-- EXERCISE BRIEF --
Reproduce the stretch of the watch-brand forum thread from "Breitling and Heuer" through "commercial (full stop).".

-- PAGE EXTRACT --
Right on Steve, almost as bad as chinese copies!


----------



## don natel

Fully half of my collection is of brands that no longer exist! :huh: :huh:


----------



## ENY55V

Titoni has been mentioned above and according to the Swiss Chamber of Commerce, this company was re-instated on 26-02-1991 - Which means it went out of business and opened again.

Omega is now part of the Swatch Group - but that too went out of business. Which means it is not only a matter of being part of a large corporation.

Breitling and Heuer went out of business. One was taken over by Schneider and the other by Tag.

Favre Leuba went out of business many years ago. The name was revived in the 90s but not much done until recently, when a Spanish "group" has made the public believe that since 1750 (whatever) it has been around. Yeah! right!

I cannot think of many that have not gone bust or have been taken over or have had shareholders buy out. Even Rolex, only recently and VERY quietly has been able to merge the different divisions that were working under "separate" management and bring the lot under the Wilsdorf Foundation.

I don't know much about the pre 60s era - but those were the real Swiss manufacturing days; now it is vastly commercial (full stop).


----------



## aliasmarlow

Stuart Davies said:


> mach 0.0013137 said:
> 
> 
> 
> Ok they`re not Swiss but I`d love to see Smiths, Services, Newmark or other English/British brands make a come back
> 
> 
> 
> 
> 
> 
> 
> 
> :thumbup:
> 
> 
> 
> Oh would love to see 'Smiths' back on the market. I love my 'dollar' pocket watches...
Click to expand...

Doh....... this is old news, Smiths _is_ coming back, Eddie has it registered, the W10 will be the first model, rules prevent me posting link to thread, but you know where to look.

Marvin are also out there - marvinwatches.com


----------



## aliasmarlow

potz said:


> aliasmarlow said:
> 
> 
> 
> 
> 
> Stuart Davies said:
> 
> 
> 
> 
> 
> mach 0.0013137 said:
> 
> 
> 
> Ok they`re not Swiss but I`d love to see Smiths, Services, Newmark or other English/British brands make a come back
> 
> 
> 
> 
> 
> 
> 
> 
> :thumbup:
> 
> 
> 
> Oh would love to see 'Smiths' back on the market. I love my 'dollar' pocket watches...

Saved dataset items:
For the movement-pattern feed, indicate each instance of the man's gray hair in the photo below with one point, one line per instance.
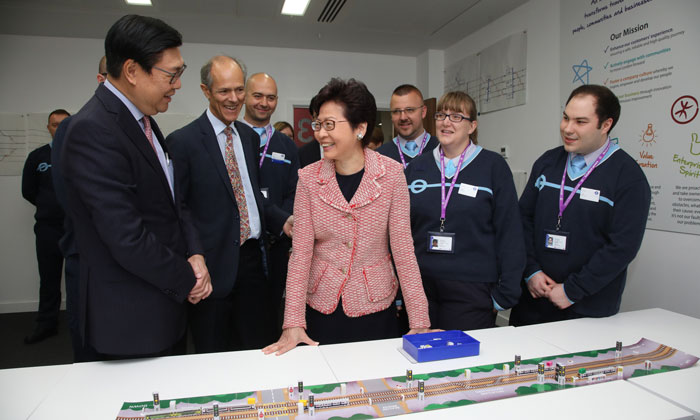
(205, 73)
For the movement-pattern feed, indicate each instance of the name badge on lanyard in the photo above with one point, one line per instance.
(268, 131)
(558, 240)
(444, 242)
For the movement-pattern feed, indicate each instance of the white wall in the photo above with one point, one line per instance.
(663, 274)
(41, 73)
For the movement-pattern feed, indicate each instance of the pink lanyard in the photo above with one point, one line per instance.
(420, 151)
(563, 204)
(268, 131)
(445, 200)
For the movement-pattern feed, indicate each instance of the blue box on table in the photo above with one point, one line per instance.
(440, 345)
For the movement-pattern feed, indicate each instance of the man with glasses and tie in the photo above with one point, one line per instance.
(140, 256)
(278, 164)
(584, 211)
(407, 113)
(217, 163)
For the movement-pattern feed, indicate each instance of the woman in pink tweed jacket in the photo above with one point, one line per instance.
(349, 208)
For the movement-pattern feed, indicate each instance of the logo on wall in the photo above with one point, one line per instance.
(694, 144)
(684, 109)
(648, 136)
(580, 71)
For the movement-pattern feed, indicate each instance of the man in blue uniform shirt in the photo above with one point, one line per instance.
(407, 113)
(278, 163)
(584, 212)
(37, 188)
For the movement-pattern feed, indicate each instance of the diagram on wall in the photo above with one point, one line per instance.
(13, 144)
(495, 77)
(641, 50)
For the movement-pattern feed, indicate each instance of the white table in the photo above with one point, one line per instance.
(682, 387)
(97, 390)
(665, 327)
(22, 390)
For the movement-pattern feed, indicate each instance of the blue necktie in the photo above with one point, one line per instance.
(411, 146)
(263, 135)
(578, 162)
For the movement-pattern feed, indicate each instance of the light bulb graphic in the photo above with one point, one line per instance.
(694, 144)
(649, 135)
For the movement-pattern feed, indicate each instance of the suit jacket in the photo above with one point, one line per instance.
(309, 153)
(280, 179)
(67, 242)
(207, 191)
(341, 249)
(133, 236)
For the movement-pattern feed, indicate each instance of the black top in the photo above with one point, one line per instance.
(348, 183)
(37, 186)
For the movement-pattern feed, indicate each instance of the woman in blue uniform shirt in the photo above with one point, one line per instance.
(465, 222)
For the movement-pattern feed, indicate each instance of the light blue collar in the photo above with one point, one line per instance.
(129, 105)
(472, 151)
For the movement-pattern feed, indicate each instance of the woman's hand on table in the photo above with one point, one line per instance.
(289, 339)
(422, 330)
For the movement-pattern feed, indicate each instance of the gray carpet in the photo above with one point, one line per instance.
(14, 353)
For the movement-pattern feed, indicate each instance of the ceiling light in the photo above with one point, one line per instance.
(295, 7)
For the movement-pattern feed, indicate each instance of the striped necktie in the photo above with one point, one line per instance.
(234, 175)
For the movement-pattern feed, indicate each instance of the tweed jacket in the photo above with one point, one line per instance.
(341, 249)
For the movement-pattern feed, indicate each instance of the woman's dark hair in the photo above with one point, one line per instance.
(461, 102)
(356, 100)
(140, 38)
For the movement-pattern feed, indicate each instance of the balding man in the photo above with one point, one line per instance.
(278, 164)
(407, 113)
(216, 162)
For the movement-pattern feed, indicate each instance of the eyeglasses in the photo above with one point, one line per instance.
(327, 125)
(173, 76)
(440, 116)
(407, 111)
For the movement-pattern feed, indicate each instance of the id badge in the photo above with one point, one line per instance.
(277, 157)
(557, 241)
(441, 242)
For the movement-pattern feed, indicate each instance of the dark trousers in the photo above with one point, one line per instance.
(337, 327)
(81, 351)
(50, 260)
(459, 305)
(177, 349)
(278, 259)
(241, 320)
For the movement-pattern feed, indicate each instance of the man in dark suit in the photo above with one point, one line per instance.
(37, 188)
(140, 257)
(217, 157)
(81, 352)
(278, 164)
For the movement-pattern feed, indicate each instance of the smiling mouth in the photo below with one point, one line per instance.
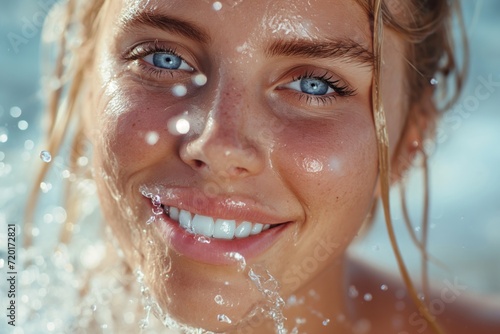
(213, 227)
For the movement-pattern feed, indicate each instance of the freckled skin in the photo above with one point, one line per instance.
(242, 110)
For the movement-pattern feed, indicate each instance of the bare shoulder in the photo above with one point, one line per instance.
(379, 299)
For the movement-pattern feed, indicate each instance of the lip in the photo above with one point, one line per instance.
(217, 251)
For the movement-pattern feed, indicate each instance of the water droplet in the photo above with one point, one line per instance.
(82, 161)
(157, 211)
(223, 318)
(22, 125)
(29, 144)
(151, 220)
(199, 79)
(179, 90)
(182, 126)
(217, 6)
(3, 136)
(239, 259)
(152, 137)
(45, 186)
(45, 156)
(352, 292)
(156, 200)
(219, 300)
(15, 112)
(178, 126)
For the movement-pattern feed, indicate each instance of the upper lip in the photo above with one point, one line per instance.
(234, 207)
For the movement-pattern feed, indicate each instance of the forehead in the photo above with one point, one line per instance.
(247, 19)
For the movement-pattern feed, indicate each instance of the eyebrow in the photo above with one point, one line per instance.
(166, 22)
(343, 49)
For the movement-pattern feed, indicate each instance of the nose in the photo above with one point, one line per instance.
(226, 145)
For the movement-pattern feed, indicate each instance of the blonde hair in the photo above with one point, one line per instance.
(425, 26)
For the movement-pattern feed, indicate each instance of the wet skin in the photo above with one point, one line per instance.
(257, 139)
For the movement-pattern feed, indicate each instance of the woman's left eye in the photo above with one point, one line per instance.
(311, 86)
(168, 61)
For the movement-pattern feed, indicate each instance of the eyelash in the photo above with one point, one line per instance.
(142, 51)
(339, 90)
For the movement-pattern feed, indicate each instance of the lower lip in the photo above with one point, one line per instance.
(216, 251)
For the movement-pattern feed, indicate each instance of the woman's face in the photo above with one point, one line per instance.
(236, 113)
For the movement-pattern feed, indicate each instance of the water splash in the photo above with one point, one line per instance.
(240, 259)
(157, 209)
(46, 156)
(268, 286)
(219, 300)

-- TASK RESPONSE --
Breitling and Heuer went out of business. One was taken over by Schneider and the other by Tag.

Favre Leuba went out of business many years ago. The name was revived in the 90s but not much done until recently, when a Spanish "group" has made the public believe that since 1750 (whatever) it has been around. Yeah! right!

I cannot think of many that have not gone bust or have been taken over or have had shareholders buy out. Even Rolex, only recently and VERY quietly has been able to merge the different divisions that were working under "separate" management and bring the lot under the Wilsdorf Foundation.

I don't know much about the pre 60s era - but those were the real Swiss manufacturing days; now it is vastly commercial (full stop).